What you will do: Beginning with the line that holds "trail in the photo above.", please retype each line through the end of the listing below, both ends included, and nothing more.
*** Opening Working data ***
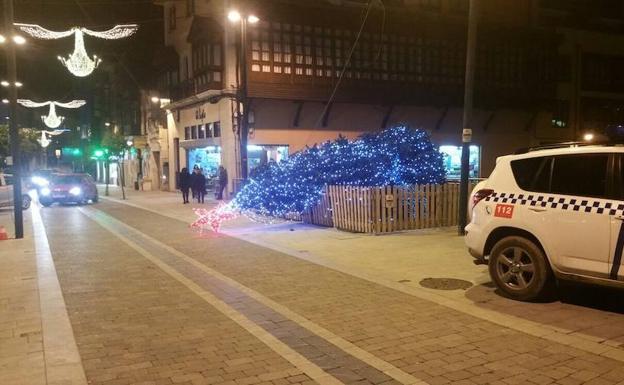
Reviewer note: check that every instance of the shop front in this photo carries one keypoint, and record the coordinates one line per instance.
(208, 159)
(259, 155)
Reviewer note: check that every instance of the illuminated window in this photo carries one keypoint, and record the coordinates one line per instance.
(452, 161)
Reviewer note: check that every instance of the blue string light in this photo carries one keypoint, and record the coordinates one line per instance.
(393, 157)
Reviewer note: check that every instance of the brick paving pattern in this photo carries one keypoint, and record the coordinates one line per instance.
(431, 342)
(322, 353)
(135, 325)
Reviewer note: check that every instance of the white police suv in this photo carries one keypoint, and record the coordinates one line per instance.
(551, 213)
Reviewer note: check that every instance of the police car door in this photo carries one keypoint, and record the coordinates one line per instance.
(581, 230)
(616, 270)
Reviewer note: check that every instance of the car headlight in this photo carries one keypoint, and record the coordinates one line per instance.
(39, 181)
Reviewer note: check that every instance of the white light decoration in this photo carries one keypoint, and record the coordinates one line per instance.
(51, 120)
(44, 141)
(78, 62)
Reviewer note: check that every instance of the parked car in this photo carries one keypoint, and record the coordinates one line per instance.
(39, 179)
(69, 188)
(551, 213)
(6, 194)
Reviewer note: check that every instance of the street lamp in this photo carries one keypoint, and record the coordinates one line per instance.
(13, 130)
(19, 40)
(235, 16)
(5, 83)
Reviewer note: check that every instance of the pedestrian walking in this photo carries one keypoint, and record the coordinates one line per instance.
(185, 184)
(199, 184)
(193, 182)
(222, 181)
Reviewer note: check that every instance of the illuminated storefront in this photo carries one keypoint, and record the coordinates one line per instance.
(452, 161)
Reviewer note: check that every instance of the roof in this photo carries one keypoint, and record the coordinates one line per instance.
(205, 28)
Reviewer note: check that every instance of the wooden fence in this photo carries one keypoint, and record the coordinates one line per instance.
(387, 209)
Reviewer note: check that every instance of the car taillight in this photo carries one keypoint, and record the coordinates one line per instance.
(481, 194)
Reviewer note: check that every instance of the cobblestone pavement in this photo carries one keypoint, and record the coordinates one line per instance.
(428, 341)
(589, 313)
(21, 345)
(149, 300)
(134, 324)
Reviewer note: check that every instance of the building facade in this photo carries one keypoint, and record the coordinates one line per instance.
(547, 71)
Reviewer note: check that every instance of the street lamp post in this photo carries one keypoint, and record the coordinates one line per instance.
(243, 105)
(467, 119)
(13, 130)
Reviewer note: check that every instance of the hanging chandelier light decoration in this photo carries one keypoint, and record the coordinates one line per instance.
(44, 141)
(78, 62)
(51, 120)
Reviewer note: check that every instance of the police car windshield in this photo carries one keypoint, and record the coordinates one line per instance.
(67, 179)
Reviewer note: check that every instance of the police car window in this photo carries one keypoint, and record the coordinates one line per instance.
(580, 175)
(529, 173)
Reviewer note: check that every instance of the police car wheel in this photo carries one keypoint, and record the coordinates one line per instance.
(519, 268)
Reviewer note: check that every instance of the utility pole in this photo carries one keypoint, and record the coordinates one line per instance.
(244, 105)
(13, 130)
(473, 15)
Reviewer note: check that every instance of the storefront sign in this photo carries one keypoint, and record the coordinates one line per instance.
(200, 114)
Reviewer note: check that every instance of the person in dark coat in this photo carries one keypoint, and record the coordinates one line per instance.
(199, 185)
(192, 180)
(185, 184)
(222, 181)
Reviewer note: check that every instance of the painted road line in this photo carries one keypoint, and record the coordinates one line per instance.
(606, 348)
(62, 359)
(344, 345)
(299, 361)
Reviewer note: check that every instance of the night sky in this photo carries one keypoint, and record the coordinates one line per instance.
(43, 75)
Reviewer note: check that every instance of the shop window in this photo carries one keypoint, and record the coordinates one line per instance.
(172, 18)
(206, 158)
(190, 7)
(452, 161)
(259, 155)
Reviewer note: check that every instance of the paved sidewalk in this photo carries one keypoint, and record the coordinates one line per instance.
(406, 258)
(432, 343)
(21, 345)
(36, 340)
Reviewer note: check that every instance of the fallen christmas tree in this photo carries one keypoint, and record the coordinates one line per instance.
(393, 157)
(396, 156)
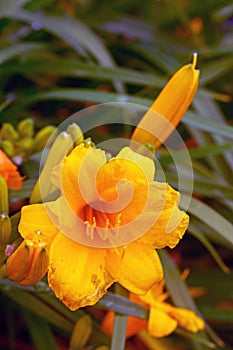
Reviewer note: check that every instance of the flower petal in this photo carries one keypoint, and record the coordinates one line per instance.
(170, 222)
(77, 273)
(143, 162)
(129, 270)
(35, 218)
(186, 319)
(78, 175)
(160, 324)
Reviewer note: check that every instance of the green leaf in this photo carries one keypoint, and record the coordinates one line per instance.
(17, 49)
(208, 125)
(122, 305)
(193, 229)
(74, 68)
(180, 295)
(34, 304)
(211, 218)
(86, 95)
(119, 332)
(40, 331)
(197, 152)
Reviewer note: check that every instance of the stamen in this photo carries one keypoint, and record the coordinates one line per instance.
(106, 227)
(90, 228)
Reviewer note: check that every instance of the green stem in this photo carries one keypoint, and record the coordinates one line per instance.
(119, 332)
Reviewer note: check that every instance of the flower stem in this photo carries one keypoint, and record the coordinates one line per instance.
(119, 332)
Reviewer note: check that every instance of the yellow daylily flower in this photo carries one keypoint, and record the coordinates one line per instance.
(110, 217)
(168, 108)
(168, 315)
(163, 318)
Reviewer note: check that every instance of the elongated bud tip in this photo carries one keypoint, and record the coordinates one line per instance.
(194, 64)
(5, 230)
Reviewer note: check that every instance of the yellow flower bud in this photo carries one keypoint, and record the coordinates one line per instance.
(4, 203)
(8, 132)
(8, 147)
(5, 230)
(29, 263)
(75, 131)
(26, 127)
(62, 145)
(42, 136)
(171, 104)
(81, 333)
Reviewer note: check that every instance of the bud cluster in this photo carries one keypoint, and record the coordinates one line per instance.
(22, 141)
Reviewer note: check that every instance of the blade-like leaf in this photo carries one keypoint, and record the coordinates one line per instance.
(14, 50)
(211, 218)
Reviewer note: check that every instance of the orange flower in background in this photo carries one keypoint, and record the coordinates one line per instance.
(79, 272)
(9, 172)
(168, 108)
(163, 318)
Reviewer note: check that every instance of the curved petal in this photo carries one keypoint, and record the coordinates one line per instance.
(170, 222)
(143, 162)
(160, 324)
(129, 270)
(34, 218)
(78, 175)
(134, 325)
(77, 273)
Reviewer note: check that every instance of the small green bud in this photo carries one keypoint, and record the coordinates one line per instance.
(8, 132)
(4, 203)
(26, 127)
(5, 230)
(8, 147)
(42, 137)
(62, 145)
(75, 131)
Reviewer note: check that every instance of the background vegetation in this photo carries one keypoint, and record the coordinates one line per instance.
(58, 57)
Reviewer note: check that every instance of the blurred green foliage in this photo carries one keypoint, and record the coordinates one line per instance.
(58, 57)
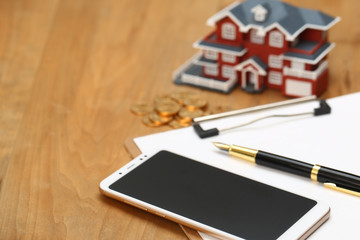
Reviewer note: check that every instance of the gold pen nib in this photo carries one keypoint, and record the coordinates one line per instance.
(222, 146)
(237, 151)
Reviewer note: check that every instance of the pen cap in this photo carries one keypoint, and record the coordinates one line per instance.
(341, 179)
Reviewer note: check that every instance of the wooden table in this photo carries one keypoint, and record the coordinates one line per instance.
(69, 72)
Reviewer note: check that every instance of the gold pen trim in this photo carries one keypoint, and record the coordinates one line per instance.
(314, 172)
(247, 154)
(344, 190)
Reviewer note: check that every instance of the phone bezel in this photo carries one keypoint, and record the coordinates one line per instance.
(307, 224)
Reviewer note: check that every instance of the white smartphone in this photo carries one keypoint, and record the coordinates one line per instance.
(211, 200)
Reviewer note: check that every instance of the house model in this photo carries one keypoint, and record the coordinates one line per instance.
(262, 43)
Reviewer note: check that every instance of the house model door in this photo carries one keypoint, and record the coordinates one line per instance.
(250, 80)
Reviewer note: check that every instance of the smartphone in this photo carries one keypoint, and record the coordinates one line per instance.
(211, 200)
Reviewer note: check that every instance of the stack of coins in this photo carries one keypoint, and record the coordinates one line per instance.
(175, 110)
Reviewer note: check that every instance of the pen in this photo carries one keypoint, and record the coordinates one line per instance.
(331, 178)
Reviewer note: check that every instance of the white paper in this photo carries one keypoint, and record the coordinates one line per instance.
(330, 140)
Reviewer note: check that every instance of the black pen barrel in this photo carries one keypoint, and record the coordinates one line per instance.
(341, 179)
(284, 163)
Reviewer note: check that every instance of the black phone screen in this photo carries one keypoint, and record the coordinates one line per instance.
(217, 198)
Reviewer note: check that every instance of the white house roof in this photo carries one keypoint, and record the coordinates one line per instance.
(287, 18)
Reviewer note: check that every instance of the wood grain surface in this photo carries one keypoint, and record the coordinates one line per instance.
(69, 72)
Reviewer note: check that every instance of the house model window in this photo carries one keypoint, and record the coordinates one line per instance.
(275, 61)
(259, 13)
(211, 55)
(255, 37)
(276, 39)
(228, 31)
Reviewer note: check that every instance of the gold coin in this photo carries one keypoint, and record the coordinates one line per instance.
(147, 121)
(187, 115)
(194, 103)
(156, 118)
(167, 109)
(141, 109)
(159, 100)
(220, 109)
(180, 97)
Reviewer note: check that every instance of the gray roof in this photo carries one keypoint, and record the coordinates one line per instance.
(239, 50)
(259, 62)
(289, 17)
(311, 57)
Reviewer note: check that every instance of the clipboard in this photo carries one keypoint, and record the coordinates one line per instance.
(134, 151)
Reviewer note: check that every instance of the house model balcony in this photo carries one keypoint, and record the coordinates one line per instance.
(259, 44)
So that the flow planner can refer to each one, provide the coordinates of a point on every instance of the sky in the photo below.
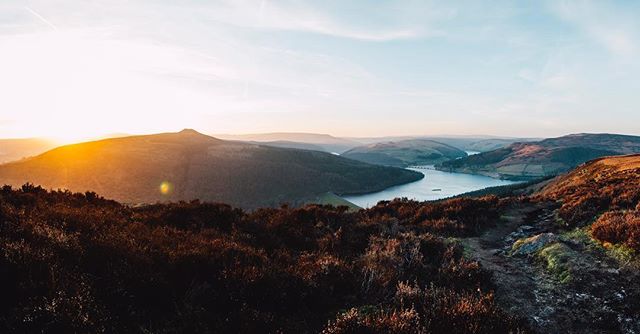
(73, 69)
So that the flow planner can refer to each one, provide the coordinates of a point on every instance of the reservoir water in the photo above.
(435, 185)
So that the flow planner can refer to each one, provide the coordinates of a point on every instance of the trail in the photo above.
(599, 299)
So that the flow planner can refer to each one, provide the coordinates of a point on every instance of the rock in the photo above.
(533, 244)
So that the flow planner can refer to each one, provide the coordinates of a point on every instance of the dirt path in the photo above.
(598, 299)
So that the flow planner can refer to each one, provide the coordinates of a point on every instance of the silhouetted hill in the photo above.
(16, 149)
(328, 143)
(405, 153)
(195, 166)
(544, 158)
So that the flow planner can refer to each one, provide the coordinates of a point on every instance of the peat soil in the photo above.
(595, 294)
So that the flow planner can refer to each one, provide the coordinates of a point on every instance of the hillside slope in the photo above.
(309, 141)
(405, 153)
(544, 158)
(189, 165)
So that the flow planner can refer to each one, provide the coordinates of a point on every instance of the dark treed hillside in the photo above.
(195, 166)
(544, 158)
(405, 153)
(76, 263)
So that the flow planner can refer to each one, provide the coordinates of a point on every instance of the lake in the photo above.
(435, 185)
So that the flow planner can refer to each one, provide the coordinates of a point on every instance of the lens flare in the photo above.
*** Closing Working data ***
Solution:
So that the flow planner can refer to each one, provide the coordinates of a point on every instance of the trail in the photo above.
(599, 299)
So that the flow planner can refer to each one, provide the coordinates of a point on every instance of the rock in the photo above.
(533, 244)
So that the flow planner can refer to each one, provide the coordinates of a point on every instance of the dirt path in the photo above.
(598, 299)
So that the flow planner can refer to each one, provide the coordinates of a point on every instance of the silhouetted hill in the photo above.
(16, 149)
(328, 143)
(405, 153)
(195, 166)
(544, 158)
So that the flow planner can refer to each one, provide the coordinates of a point on every instance of the peat soil in the photo above.
(595, 294)
So that the flow planner can refer to each one, provide the coordinates of a point on every instance of the hillside slope in the photo above.
(309, 141)
(405, 153)
(544, 158)
(189, 165)
So that the flow planner can refer to each one, provide the coordinates of a point on every instance of the dark treed hillside in the photo above.
(195, 166)
(544, 158)
(405, 153)
(76, 263)
So that the flow planner can refer to each one, provide the coordinates of a point on every instance of the lake in the photo above.
(435, 185)
So that the flow planner can refer to each one, provide the coordinates of a point on every instance of the lens flare in the photo above.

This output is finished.